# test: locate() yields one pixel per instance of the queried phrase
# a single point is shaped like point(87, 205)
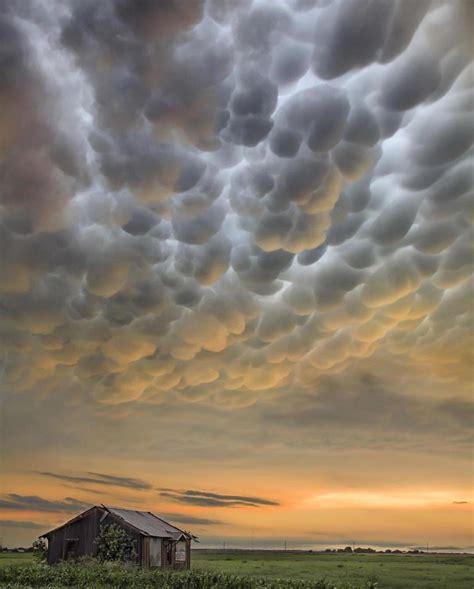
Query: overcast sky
point(235, 263)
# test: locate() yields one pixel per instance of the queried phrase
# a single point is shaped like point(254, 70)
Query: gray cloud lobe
point(212, 201)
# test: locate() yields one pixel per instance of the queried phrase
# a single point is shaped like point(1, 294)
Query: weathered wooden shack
point(158, 543)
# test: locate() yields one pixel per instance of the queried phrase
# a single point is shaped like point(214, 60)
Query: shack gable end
point(77, 538)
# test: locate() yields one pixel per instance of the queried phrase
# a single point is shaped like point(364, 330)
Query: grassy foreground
point(392, 571)
point(249, 570)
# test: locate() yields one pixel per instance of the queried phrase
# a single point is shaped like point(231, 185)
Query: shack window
point(180, 555)
point(155, 552)
point(70, 548)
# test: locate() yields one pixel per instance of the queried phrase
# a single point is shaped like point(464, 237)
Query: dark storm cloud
point(213, 201)
point(101, 479)
point(34, 503)
point(205, 498)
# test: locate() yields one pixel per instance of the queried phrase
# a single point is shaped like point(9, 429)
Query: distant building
point(158, 543)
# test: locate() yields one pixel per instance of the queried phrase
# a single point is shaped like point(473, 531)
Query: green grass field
point(15, 559)
point(391, 571)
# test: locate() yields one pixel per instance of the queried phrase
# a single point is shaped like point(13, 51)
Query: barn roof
point(145, 522)
point(148, 523)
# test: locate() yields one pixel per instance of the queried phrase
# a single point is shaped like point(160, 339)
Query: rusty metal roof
point(145, 522)
point(148, 523)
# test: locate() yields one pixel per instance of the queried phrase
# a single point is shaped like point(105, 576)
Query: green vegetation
point(114, 544)
point(391, 571)
point(252, 570)
point(93, 574)
point(8, 559)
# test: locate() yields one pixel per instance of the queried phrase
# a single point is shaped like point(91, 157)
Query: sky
point(236, 268)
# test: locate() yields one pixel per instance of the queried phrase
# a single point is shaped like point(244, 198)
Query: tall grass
point(93, 575)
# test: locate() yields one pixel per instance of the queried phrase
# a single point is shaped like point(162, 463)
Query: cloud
point(22, 525)
point(208, 499)
point(101, 479)
point(34, 503)
point(182, 518)
point(230, 211)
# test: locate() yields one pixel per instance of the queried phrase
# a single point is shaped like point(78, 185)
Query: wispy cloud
point(35, 503)
point(183, 518)
point(209, 499)
point(23, 525)
point(98, 478)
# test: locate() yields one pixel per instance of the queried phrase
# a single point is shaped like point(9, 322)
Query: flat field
point(15, 559)
point(342, 570)
point(392, 571)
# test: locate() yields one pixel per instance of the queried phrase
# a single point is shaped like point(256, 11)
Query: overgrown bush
point(115, 545)
point(94, 575)
point(40, 550)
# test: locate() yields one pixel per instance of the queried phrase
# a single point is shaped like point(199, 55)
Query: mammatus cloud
point(101, 479)
point(219, 200)
point(34, 503)
point(207, 499)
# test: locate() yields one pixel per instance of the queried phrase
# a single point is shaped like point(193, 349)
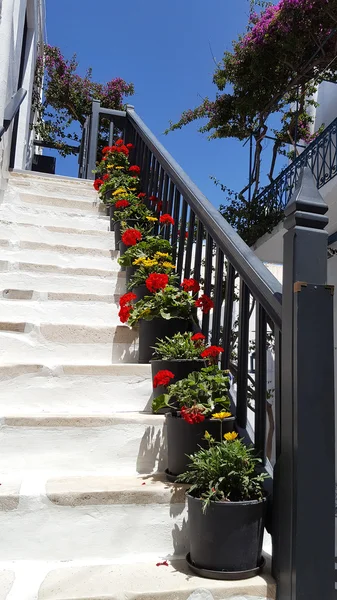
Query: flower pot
point(227, 537)
point(185, 438)
point(179, 367)
point(150, 331)
point(117, 229)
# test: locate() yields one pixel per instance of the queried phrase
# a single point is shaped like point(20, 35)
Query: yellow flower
point(119, 191)
point(222, 415)
point(230, 437)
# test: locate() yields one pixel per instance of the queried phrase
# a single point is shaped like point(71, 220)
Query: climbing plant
point(274, 68)
point(66, 100)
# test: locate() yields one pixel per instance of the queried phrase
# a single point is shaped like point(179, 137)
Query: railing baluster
point(198, 250)
point(218, 296)
point(182, 227)
point(189, 245)
point(207, 281)
point(243, 344)
point(176, 212)
point(228, 316)
point(260, 381)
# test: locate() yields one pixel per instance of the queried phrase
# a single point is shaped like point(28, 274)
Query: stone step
point(45, 285)
point(91, 517)
point(120, 443)
point(139, 578)
point(33, 234)
point(75, 389)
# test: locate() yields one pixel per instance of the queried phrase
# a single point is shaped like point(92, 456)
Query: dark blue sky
point(164, 49)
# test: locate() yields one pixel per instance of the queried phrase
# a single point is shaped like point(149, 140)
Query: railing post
point(92, 154)
point(304, 482)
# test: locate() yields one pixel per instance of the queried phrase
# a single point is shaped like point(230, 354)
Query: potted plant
point(198, 403)
point(226, 509)
point(178, 354)
point(167, 311)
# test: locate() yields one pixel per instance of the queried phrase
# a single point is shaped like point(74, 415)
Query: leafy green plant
point(147, 248)
point(169, 303)
point(224, 472)
point(205, 391)
point(179, 346)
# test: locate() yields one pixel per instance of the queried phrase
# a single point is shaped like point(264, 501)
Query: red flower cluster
point(122, 204)
point(212, 352)
point(130, 237)
point(166, 219)
point(134, 169)
point(198, 337)
point(156, 282)
point(192, 415)
point(205, 303)
point(98, 183)
point(163, 378)
point(190, 285)
point(125, 306)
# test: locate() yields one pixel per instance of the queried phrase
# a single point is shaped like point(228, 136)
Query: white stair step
point(75, 389)
point(34, 234)
point(145, 581)
point(123, 444)
point(52, 282)
point(91, 517)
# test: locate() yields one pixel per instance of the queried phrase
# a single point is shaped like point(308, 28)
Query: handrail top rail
point(262, 283)
point(298, 160)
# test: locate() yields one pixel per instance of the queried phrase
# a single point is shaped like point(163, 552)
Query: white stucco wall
point(12, 20)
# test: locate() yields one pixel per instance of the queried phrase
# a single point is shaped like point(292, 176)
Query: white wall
point(13, 14)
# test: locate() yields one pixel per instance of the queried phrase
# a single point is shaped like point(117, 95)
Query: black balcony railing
point(320, 156)
point(247, 299)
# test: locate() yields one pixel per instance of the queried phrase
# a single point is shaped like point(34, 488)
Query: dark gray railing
point(12, 110)
point(248, 297)
point(320, 156)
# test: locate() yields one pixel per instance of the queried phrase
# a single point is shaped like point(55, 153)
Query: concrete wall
point(13, 14)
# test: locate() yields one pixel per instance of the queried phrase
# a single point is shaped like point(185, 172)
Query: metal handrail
point(320, 155)
point(12, 109)
point(265, 287)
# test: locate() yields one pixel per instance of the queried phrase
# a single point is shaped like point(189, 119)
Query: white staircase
point(85, 512)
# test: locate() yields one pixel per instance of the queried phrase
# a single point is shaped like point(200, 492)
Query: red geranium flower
point(130, 237)
point(192, 415)
point(162, 378)
point(156, 281)
point(190, 285)
point(127, 298)
point(212, 352)
point(124, 313)
point(97, 184)
point(122, 204)
point(205, 303)
point(166, 219)
point(198, 337)
point(134, 169)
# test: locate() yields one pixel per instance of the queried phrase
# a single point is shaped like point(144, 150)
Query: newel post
point(93, 138)
point(304, 482)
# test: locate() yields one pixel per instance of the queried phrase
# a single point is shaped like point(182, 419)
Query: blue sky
point(164, 49)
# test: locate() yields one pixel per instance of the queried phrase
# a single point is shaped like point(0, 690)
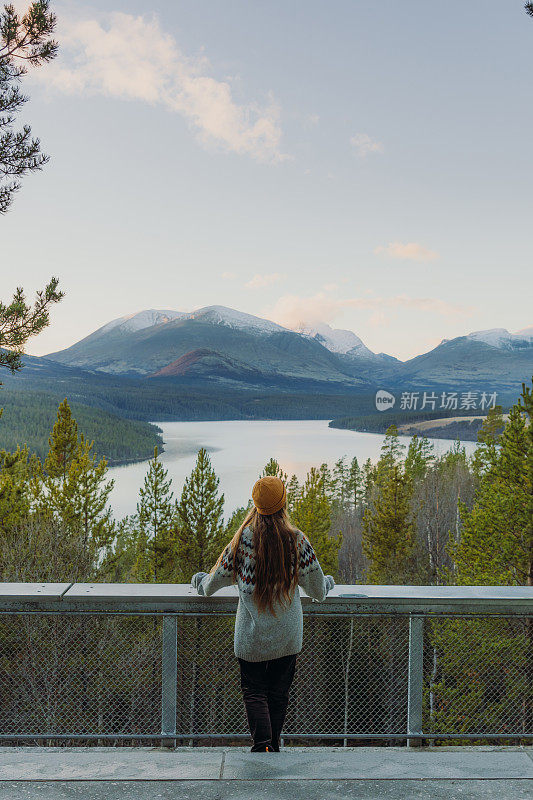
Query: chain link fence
point(138, 677)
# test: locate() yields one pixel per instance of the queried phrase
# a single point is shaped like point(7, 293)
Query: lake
point(240, 449)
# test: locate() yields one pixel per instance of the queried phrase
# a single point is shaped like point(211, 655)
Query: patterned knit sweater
point(261, 636)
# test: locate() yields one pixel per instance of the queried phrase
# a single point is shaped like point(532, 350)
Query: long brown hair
point(276, 557)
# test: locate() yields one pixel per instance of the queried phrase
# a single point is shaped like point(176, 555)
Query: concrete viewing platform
point(306, 773)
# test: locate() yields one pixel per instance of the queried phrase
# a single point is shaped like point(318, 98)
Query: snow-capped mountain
point(221, 315)
point(502, 339)
point(336, 340)
point(140, 320)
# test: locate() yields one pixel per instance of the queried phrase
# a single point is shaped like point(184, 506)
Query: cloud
point(130, 57)
point(365, 145)
point(261, 281)
point(292, 311)
point(410, 251)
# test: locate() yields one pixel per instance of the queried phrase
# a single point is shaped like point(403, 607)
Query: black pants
point(265, 687)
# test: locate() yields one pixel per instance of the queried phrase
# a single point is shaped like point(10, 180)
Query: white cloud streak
point(293, 310)
point(130, 57)
point(365, 145)
point(410, 251)
point(262, 281)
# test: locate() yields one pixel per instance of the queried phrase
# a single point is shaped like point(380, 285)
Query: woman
point(268, 559)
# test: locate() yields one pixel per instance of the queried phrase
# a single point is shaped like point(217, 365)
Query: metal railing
point(126, 663)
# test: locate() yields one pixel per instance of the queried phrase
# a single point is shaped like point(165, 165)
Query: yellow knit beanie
point(269, 495)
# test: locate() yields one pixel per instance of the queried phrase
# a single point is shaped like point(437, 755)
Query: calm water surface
point(240, 449)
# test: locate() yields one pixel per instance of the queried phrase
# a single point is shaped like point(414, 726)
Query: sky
point(363, 164)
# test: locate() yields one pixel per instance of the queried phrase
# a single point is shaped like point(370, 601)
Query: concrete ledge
point(388, 764)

» Exercise requirements:
Give the material again from its first line through the line containing "point(212, 201)", swapping "overcast" for "cloudy" and leaving everything else unchanged. Leave the pictures out.

» Result of this task:
# test: locate() yields one pixel per instance of the queried phrase
# a single point is shaped like point(87, 205)
Query: cloudy sky
point(235, 263)
# test: locate() yields one pixel per instance of the queried phrase
# a single point is shaped like point(254, 70)
Query: gray cloud lobe
point(212, 201)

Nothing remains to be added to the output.